Stored data:
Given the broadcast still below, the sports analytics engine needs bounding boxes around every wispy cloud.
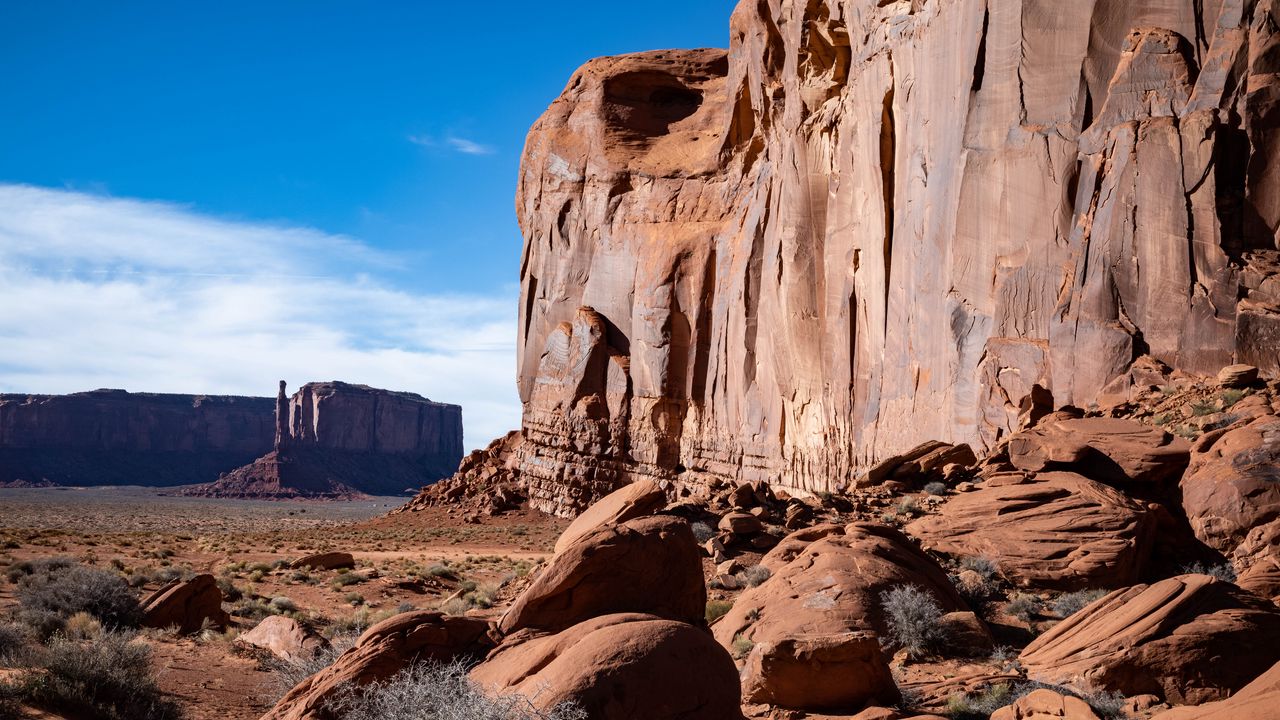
[408,134,496,156]
[0,184,520,451]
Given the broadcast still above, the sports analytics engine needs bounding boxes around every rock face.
[191,381,463,498]
[1151,659,1280,720]
[1019,575,1280,705]
[472,613,745,720]
[906,472,1158,589]
[989,689,1102,720]
[739,632,899,710]
[140,574,230,635]
[1006,418,1190,485]
[506,0,1280,513]
[0,389,274,487]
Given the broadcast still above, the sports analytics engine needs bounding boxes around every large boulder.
[1180,415,1280,554]
[471,613,744,720]
[553,479,667,553]
[234,615,328,663]
[1019,575,1280,705]
[499,515,705,634]
[713,523,968,648]
[1007,417,1190,484]
[290,552,355,571]
[1151,659,1280,720]
[907,472,1157,590]
[740,632,899,710]
[140,574,229,634]
[261,611,494,720]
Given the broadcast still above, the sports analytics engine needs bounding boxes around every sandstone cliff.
[511,0,1280,514]
[190,381,463,498]
[0,389,274,486]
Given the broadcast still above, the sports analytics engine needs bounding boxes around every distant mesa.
[183,380,463,500]
[0,381,462,498]
[0,388,276,487]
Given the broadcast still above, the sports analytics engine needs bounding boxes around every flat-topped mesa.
[511,0,1280,515]
[0,389,275,487]
[190,381,464,499]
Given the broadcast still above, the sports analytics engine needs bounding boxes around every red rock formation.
[190,381,463,498]
[505,0,1280,514]
[0,389,274,487]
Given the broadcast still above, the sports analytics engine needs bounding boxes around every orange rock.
[739,631,899,710]
[553,479,666,553]
[261,611,493,720]
[234,615,327,663]
[907,472,1157,589]
[1150,659,1280,719]
[140,574,228,634]
[1181,415,1280,555]
[988,688,1100,720]
[290,552,354,571]
[471,613,744,720]
[499,516,705,634]
[1019,575,1280,705]
[713,523,970,648]
[1007,418,1190,485]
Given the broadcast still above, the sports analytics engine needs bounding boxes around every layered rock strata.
[509,0,1280,513]
[190,381,463,498]
[0,389,274,487]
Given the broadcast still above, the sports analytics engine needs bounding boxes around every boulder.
[1007,417,1190,484]
[553,479,666,553]
[261,611,494,720]
[1151,659,1280,719]
[234,615,328,663]
[290,552,355,571]
[989,689,1101,720]
[906,472,1157,590]
[713,523,969,648]
[471,613,744,720]
[1019,575,1280,705]
[1219,364,1260,388]
[1180,415,1280,554]
[718,511,763,535]
[1234,520,1280,603]
[498,516,704,634]
[140,574,229,634]
[740,632,899,710]
[759,523,847,573]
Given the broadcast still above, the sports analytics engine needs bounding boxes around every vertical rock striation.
[512,0,1280,514]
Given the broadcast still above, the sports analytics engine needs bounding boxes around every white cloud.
[0,184,521,451]
[408,134,496,156]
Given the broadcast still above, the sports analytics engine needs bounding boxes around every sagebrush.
[879,584,949,658]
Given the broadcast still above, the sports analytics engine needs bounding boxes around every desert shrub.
[0,623,32,667]
[737,565,772,588]
[879,585,949,658]
[231,598,276,621]
[155,567,194,585]
[264,633,355,702]
[896,498,921,518]
[270,597,298,613]
[923,481,948,496]
[730,634,755,659]
[247,562,274,574]
[1182,561,1237,582]
[705,600,733,624]
[22,631,183,720]
[1221,388,1246,408]
[1191,400,1218,416]
[952,556,999,604]
[216,576,243,602]
[16,561,140,632]
[424,564,457,580]
[344,593,365,606]
[689,522,716,544]
[1005,594,1043,624]
[330,573,365,590]
[1050,589,1109,619]
[324,661,586,720]
[0,683,20,720]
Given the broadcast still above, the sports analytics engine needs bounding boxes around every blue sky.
[0,1,737,448]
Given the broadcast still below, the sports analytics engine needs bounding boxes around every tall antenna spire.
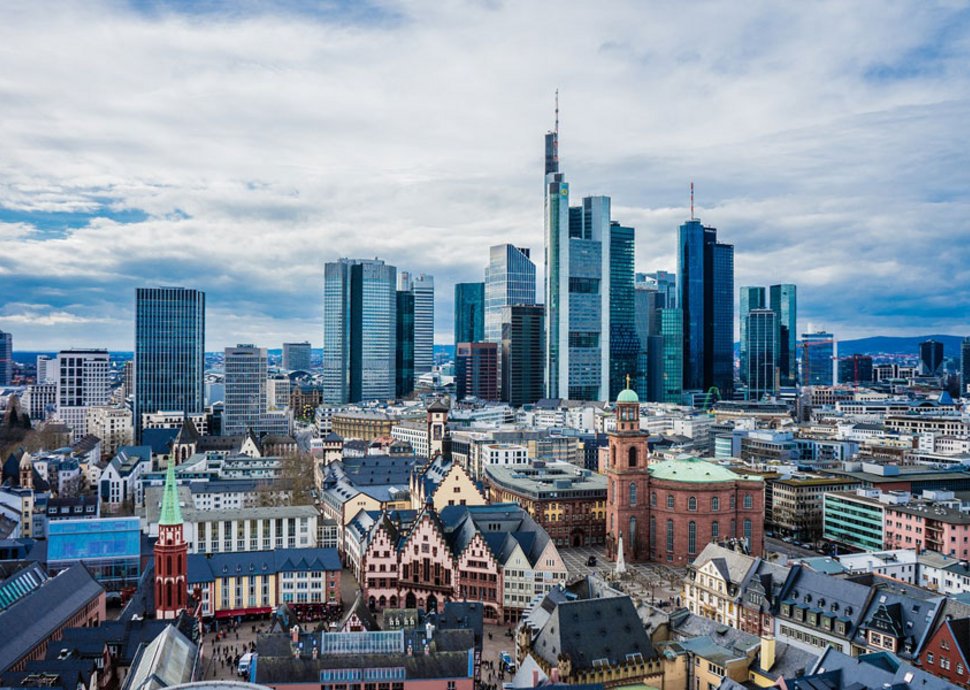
[555,88,559,135]
[690,179,695,221]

■ Work to be completed
Please repeat exactly the lines from the one containing "around every sagebrush." through the end of the entries, both included, omitting pictures.

■ Finished exercise
Given the broadcast still above, the sports analytics engine needs bounding boxes around every sagebrush.
[879,584,949,658]
Given the broadcast still above, the sports analytics engine needs bounding boxes around every desert shrub.
[0,623,32,667]
[737,565,772,588]
[879,585,949,658]
[231,598,276,621]
[155,567,194,585]
[264,633,355,702]
[896,498,921,518]
[270,597,298,613]
[923,481,948,496]
[730,634,755,659]
[247,562,274,574]
[1182,561,1237,582]
[705,600,733,624]
[22,631,183,720]
[1221,388,1246,408]
[1191,400,1218,416]
[952,556,999,604]
[216,576,243,602]
[16,561,140,632]
[424,564,457,580]
[344,593,365,606]
[689,522,716,544]
[1005,594,1043,624]
[330,573,365,590]
[1050,589,1109,619]
[324,661,586,720]
[0,683,20,720]
Given the broadcast still above, the sports analytics engine needs bounding boxes around every blue sky.
[0,1,737,448]
Given the broadcast still below, the sports analytics engine needs bounding boxes around every tall antenna spire.
[555,88,559,135]
[690,179,695,221]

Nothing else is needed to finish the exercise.